··· Material provided
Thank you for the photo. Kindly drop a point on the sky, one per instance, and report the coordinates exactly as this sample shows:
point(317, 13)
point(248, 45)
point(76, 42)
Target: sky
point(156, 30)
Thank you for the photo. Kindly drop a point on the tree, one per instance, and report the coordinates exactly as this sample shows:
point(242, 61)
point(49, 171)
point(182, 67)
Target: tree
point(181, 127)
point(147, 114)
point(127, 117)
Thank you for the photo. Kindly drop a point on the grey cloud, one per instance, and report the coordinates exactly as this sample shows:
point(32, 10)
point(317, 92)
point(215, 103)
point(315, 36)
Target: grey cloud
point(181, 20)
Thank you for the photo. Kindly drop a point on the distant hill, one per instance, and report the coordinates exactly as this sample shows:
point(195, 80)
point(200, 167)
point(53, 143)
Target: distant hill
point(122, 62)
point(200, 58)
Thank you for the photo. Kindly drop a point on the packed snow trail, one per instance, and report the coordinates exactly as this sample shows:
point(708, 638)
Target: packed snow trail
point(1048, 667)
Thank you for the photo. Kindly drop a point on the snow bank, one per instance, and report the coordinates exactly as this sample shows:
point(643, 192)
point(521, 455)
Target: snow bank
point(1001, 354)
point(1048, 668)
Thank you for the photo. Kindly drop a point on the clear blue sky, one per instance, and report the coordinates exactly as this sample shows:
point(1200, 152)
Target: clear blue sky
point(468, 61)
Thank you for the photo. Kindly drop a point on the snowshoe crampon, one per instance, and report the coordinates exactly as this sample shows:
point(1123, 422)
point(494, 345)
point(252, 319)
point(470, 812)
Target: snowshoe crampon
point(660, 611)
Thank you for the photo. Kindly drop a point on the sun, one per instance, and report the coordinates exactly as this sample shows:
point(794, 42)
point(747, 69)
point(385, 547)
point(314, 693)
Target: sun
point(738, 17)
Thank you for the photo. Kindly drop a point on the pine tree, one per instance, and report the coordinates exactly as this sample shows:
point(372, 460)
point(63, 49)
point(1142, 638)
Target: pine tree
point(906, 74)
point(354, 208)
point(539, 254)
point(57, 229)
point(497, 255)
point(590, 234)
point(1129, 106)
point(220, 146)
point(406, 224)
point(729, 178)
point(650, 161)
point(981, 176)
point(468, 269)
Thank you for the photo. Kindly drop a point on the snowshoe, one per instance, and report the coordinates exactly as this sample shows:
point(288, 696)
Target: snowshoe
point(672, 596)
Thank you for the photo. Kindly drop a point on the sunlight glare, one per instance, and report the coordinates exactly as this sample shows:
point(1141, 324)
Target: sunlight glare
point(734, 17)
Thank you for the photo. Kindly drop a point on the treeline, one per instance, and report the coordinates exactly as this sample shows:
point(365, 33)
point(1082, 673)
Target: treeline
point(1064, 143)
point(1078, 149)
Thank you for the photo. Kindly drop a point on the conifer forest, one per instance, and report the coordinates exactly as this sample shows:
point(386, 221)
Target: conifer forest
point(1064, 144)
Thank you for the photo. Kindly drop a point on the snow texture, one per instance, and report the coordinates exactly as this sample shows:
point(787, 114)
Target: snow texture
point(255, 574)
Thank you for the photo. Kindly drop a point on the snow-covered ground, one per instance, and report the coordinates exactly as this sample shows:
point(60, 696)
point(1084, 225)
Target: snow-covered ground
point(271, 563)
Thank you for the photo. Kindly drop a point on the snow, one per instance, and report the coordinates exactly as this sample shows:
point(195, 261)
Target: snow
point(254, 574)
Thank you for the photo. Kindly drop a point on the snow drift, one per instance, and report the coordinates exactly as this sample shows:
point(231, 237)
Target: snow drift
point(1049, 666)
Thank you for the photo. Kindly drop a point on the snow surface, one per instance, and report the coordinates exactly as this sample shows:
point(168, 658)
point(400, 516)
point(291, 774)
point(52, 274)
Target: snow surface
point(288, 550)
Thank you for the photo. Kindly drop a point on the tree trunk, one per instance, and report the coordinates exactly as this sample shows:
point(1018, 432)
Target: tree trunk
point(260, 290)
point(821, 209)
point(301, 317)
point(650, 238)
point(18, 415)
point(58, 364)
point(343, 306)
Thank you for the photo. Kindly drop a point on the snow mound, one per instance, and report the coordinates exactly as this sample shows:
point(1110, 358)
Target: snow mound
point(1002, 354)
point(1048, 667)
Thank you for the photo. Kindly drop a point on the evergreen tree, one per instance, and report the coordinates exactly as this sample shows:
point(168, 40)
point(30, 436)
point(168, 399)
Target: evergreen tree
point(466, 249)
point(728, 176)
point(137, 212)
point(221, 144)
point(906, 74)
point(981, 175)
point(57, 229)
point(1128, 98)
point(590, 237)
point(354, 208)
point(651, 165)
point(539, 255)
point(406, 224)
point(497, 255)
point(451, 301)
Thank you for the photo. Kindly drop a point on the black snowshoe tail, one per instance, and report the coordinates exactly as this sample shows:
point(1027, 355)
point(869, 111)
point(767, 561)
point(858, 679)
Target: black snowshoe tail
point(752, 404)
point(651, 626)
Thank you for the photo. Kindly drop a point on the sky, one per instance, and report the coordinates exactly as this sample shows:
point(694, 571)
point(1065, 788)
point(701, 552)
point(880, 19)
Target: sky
······
Description of the task> Switch "Kindly" to "Please" everywhere in the data above, and give the lines back with nothing else changed.

Exercise answer>
Thank you for the photo. Please drop a point on the sky, one per instance, and report the coordinates exactly as this sample shows:
point(317, 13)
point(248, 45)
point(76, 42)
Target: sky
point(156, 30)
Thank you for the photo. Please drop a point on the tree, one per instance, and report the coordinates exactly as this sample shows:
point(242, 61)
point(49, 171)
point(182, 67)
Target: tree
point(181, 127)
point(147, 114)
point(127, 117)
Thank you for the photo. Please drop a point on the grey cloud, one per instance, and report the coordinates exactly as this sample shows:
point(32, 10)
point(317, 92)
point(215, 103)
point(315, 36)
Target: grey cloud
point(181, 20)
Thank you for the photo. Please drop a point on the distant hill, one per instance, and report the coordinates exactly as this sample shows:
point(195, 80)
point(200, 167)
point(53, 143)
Target: distant hill
point(122, 62)
point(200, 58)
Thank you for the photo. Please drop a point on the packed snow trail, one per instance, and report the coordinates exactly as this sample shows:
point(708, 638)
Target: packed snow trail
point(1048, 667)
Thank you for the photo. Please drop a point on the snow bank, one per instance, and report the coordinates exactly as this sample shows:
point(643, 192)
point(521, 455)
Target: snow bank
point(1001, 354)
point(1048, 668)
Thank you for the photo. Please drop a point on the clear blue sky, one per instance, and report the coordinates exactly as this sample shows:
point(1200, 152)
Target: clear blue sky
point(468, 61)
Thank you for the photo. Please drop a point on the snowshoe crampon, one per instance, and report the coordinates exactly as this sample shows:
point(1123, 422)
point(494, 345)
point(252, 319)
point(470, 812)
Target: snowshoe crampon
point(660, 611)
Thank you for the photo. Please drop a point on the sun, one per instance, and report the coordinates exactly as this sample shows:
point(794, 42)
point(747, 69)
point(385, 547)
point(314, 693)
Target: sun
point(738, 17)
Thank you for the photo. Please drop a point on the pine tree, one per instance, and report the coordinates exactly as this sample shows:
point(372, 460)
point(63, 49)
point(1142, 638)
Target: pine tree
point(906, 74)
point(354, 208)
point(539, 254)
point(57, 229)
point(497, 255)
point(590, 234)
point(1129, 106)
point(220, 146)
point(406, 224)
point(729, 178)
point(650, 161)
point(981, 176)
point(468, 269)
Thank you for the photo. Please drop a point on the snowshoe, one per instance, and report the coordinates exactly as this sample shows:
point(288, 696)
Target: snowshoe
point(672, 596)
Thank you for the photo. Please drop a point on the sunlight glare, one per instance, and report the coordinates exactly as this sample shows:
point(1141, 324)
Target: sunlight glare
point(734, 17)
Thank you for the photo. Please drop a point on the treeline, one per instance, and report the coordinates exactly as this sample shows:
point(365, 33)
point(1082, 673)
Target: treeline
point(1064, 143)
point(1078, 149)
Thank you for the photo. Please drop a point on the conifer forest, one per instance, and report the coordinates exactly as this sample shows:
point(386, 221)
Target: conifer forest
point(1064, 144)
Thank you for the photo. Please drop a point on the snow texture, one per instance, and report the coordinates exactly as this sample shows:
point(787, 114)
Target: snow texture
point(255, 574)
Thank you for the photo. Please drop a point on the snow-covered ground, one per instance, and report the coordinates exactly as this sample shows:
point(60, 696)
point(1084, 225)
Target: snow-covered ground
point(271, 563)
Thank you for the photo. Please drop a point on the snow, one per instance, and report the coordinates exactly as this sample shows:
point(195, 261)
Target: snow
point(254, 574)
Thank you for the photo. Please drop a point on the snow drift, one per instance, and report the coordinates exactly as this sample shows:
point(231, 237)
Target: snow drift
point(1049, 666)
Thank you for the photo. Please drop a point on the snow surface, one per instance, and report the coordinates exactly as this sample shows:
point(168, 658)
point(400, 516)
point(291, 774)
point(52, 274)
Target: snow surface
point(288, 550)
Thank you for the photo. Please drop a point on the tree trunk, one per instance, and report the coordinates exactly as this sample shows:
point(1018, 432)
Target: tree trunk
point(260, 290)
point(821, 209)
point(301, 317)
point(650, 238)
point(18, 415)
point(58, 364)
point(343, 306)
Thank you for the photo. Please drop a point on the snow mound, one per instance, and report the coordinates exactly as this sample shows:
point(1110, 358)
Target: snow mound
point(1002, 354)
point(1048, 667)
Thank you for the photo. Please drop a point on the evergreen tree, one per instance, and report the coordinates exactly as this sample shows:
point(168, 40)
point(30, 436)
point(168, 399)
Target: evergreen tree
point(466, 249)
point(728, 176)
point(137, 212)
point(221, 144)
point(906, 74)
point(981, 175)
point(57, 229)
point(1128, 98)
point(590, 237)
point(354, 208)
point(651, 165)
point(539, 255)
point(406, 224)
point(497, 255)
point(451, 301)
Thank you for the photo. Please drop a point on the black snowshoe tail, one per instance, and report the coordinates exactly as this sample shows:
point(1027, 355)
point(869, 111)
point(767, 561)
point(858, 679)
Target: black snowshoe tail
point(752, 404)
point(651, 626)
Thank you for the photo. Please drop a point on the sky, one per instance, and report the coordinates exactly as this sample shows:
point(694, 571)
point(1065, 788)
point(701, 552)
point(880, 19)
Target: sky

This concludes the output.